Election

Kris Rayman, Batavia Public Schools District 101 Board of Education election questionnaire

Election 2024
Batavia Public Schools District 101 Board of Education candidate Kris Rayman

Full Name: Kris Rayman

What office are you seeking? BPS101 School Board

What is your political party? None

What is your current age? 49

Occupation and Employer: Account Management Oracle

What offices, if any, have you previously held? None

City: Geneva (Mill Creek)

Campaign Website: I don’t have a website

Education: Bachelor Degree Business Administration - Finance

Community involvement: I currently coach the Batavia Feeder Basketball team (affiliated with the high school). I have previously coached TCSA soccer and BYB baseball teams.

Marital status/Immediate family: Married with 3 children that attend Batavia schools.

Why are you running for office?

◆ **EXERCISE DETAILS**:
Answer these questions from the questionnaire:
(a) What age does Kris Rayman give?
(b) What degree does Kris Rayman list under education?
(c) Which teams has Kris Rayman coached in the past?
The listing that follows was taken from a separate source.

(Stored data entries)
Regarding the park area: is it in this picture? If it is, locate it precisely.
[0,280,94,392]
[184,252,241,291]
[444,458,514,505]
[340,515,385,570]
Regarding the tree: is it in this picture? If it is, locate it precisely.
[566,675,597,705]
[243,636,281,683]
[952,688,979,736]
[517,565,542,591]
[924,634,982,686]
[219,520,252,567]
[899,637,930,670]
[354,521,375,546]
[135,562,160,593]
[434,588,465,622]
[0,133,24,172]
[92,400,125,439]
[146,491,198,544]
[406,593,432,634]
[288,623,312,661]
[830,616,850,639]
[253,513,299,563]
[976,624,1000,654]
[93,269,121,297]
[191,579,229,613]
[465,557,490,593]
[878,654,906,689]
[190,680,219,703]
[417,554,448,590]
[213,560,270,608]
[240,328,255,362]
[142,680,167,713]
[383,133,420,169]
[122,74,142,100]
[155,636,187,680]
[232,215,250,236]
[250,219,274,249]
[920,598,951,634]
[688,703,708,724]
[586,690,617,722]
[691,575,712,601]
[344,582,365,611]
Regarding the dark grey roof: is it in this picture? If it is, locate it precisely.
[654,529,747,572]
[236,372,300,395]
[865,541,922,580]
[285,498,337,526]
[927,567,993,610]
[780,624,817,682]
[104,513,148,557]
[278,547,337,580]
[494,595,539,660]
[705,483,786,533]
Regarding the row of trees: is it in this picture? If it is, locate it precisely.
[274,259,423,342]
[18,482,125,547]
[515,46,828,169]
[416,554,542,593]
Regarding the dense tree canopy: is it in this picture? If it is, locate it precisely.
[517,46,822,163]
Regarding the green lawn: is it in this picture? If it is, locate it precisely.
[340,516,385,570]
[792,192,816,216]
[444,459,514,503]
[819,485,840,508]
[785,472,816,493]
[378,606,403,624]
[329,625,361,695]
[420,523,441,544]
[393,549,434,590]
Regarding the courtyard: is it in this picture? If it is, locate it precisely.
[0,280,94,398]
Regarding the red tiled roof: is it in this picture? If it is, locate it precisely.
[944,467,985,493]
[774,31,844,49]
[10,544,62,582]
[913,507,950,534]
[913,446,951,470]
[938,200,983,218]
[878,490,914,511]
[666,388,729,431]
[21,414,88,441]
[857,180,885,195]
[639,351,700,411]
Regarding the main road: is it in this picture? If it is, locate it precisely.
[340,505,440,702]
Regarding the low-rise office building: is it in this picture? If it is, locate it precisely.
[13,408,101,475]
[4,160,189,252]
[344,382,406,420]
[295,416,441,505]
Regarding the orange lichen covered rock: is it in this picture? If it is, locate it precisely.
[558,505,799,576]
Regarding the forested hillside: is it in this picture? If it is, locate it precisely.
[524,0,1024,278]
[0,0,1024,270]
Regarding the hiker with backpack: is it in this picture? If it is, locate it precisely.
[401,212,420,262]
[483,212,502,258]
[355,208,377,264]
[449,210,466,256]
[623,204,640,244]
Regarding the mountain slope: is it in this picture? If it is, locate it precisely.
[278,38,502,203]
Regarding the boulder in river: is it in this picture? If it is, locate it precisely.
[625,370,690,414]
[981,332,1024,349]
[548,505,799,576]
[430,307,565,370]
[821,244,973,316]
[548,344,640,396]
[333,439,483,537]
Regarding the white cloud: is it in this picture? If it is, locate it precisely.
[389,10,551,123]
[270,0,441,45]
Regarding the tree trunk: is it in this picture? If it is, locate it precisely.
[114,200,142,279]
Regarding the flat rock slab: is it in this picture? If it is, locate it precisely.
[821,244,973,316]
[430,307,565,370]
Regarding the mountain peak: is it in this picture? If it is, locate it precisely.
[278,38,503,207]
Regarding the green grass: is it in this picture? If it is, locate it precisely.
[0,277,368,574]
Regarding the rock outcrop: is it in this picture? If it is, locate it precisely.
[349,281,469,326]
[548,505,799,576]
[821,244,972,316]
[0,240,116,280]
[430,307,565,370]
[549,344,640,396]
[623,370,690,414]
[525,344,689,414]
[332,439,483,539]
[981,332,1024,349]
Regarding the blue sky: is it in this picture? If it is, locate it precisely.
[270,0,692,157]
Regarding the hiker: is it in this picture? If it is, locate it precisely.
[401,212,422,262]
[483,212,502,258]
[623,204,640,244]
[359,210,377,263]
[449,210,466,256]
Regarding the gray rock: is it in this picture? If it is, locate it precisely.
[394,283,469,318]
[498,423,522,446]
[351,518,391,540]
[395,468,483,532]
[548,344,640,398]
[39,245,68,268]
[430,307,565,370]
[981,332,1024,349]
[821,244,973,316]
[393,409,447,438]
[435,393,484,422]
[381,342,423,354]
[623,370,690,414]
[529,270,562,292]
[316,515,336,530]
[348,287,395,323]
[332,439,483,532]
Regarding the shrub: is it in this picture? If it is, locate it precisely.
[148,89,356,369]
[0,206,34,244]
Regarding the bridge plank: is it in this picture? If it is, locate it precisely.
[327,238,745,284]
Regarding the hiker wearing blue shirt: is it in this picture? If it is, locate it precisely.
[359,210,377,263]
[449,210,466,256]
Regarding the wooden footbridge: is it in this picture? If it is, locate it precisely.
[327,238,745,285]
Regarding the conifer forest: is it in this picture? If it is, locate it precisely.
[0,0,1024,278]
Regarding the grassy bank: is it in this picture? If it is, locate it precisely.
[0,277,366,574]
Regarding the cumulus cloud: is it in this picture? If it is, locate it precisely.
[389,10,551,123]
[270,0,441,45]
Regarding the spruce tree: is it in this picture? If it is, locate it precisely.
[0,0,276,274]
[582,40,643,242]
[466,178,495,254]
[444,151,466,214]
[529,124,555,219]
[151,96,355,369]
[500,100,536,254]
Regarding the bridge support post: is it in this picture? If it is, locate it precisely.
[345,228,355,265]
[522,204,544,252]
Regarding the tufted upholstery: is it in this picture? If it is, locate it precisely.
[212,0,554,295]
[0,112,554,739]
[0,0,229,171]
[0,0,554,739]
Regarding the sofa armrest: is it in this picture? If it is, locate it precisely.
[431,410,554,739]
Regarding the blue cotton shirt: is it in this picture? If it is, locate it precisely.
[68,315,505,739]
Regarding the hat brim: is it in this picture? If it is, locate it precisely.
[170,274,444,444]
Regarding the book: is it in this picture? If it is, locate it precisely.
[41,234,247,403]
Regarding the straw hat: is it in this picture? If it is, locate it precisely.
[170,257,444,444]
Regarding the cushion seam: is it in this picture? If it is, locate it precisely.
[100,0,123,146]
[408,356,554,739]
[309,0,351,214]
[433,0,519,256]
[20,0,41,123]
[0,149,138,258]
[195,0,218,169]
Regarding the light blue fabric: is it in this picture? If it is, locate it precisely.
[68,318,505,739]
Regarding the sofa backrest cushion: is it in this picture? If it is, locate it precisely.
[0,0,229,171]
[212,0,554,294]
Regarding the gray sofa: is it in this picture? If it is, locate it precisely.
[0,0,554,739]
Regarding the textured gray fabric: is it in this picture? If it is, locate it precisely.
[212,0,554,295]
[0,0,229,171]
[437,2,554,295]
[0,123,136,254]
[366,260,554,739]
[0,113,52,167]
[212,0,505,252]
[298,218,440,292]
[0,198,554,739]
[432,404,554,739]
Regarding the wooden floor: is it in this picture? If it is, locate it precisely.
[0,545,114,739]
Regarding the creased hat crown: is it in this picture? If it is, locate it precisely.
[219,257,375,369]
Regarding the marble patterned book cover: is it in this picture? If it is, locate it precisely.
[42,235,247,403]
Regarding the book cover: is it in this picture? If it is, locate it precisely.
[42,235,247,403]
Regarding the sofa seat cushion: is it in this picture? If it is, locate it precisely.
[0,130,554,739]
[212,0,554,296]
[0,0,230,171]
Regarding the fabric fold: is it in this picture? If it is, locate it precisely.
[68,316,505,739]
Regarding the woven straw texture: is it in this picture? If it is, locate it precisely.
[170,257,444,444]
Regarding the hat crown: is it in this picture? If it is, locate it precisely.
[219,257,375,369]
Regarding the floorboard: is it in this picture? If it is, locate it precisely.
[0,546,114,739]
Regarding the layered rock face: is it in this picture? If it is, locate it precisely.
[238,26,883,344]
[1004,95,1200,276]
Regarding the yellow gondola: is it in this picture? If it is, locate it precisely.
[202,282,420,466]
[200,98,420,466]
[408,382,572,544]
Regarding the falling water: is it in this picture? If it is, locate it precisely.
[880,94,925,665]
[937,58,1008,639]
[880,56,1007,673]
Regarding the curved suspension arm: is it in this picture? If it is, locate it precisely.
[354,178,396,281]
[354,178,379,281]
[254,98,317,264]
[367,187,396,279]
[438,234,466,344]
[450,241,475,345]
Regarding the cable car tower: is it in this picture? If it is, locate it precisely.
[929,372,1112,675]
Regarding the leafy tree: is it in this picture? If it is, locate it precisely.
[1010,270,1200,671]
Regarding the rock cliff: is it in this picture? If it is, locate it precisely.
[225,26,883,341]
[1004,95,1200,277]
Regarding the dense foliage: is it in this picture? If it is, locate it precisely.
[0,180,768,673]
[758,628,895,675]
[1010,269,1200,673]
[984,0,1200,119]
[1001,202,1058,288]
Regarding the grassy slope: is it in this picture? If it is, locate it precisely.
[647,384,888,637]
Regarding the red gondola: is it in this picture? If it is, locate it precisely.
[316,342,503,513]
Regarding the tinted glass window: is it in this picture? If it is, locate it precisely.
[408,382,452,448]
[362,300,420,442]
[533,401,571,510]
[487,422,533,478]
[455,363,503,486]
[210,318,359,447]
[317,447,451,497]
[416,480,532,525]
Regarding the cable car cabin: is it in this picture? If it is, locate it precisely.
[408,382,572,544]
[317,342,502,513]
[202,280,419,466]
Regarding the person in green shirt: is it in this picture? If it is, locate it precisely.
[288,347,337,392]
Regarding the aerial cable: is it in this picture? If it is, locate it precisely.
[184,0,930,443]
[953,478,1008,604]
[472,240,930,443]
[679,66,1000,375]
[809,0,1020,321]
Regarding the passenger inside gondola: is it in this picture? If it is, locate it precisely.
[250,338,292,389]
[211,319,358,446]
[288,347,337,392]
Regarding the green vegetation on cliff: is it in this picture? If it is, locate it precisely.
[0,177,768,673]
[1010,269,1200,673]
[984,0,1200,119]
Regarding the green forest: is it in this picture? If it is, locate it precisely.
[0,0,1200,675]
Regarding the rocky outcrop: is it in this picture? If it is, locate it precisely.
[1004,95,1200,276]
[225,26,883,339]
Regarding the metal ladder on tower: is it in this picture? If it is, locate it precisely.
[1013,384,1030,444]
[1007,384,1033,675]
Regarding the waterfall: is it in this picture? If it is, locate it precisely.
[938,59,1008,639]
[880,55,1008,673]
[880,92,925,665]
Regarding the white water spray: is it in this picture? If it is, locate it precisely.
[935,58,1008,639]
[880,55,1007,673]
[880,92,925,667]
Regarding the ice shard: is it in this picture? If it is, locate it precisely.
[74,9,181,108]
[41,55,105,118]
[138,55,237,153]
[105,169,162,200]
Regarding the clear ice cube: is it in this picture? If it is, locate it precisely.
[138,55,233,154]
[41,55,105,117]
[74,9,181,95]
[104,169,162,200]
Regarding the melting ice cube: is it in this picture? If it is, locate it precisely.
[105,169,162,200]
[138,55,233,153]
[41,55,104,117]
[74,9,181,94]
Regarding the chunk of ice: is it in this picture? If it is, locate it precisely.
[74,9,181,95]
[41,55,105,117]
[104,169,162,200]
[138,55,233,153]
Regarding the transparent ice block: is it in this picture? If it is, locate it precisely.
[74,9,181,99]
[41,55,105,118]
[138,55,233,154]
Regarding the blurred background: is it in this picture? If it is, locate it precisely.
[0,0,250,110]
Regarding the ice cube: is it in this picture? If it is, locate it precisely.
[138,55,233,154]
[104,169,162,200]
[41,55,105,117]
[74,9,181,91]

◆ **ANSWER TO THE PROBLEM**:
(a) 49
(b) A Bachelor Degree in Business Administration - Finance
(c) TCSA soccer and BYB baseball teams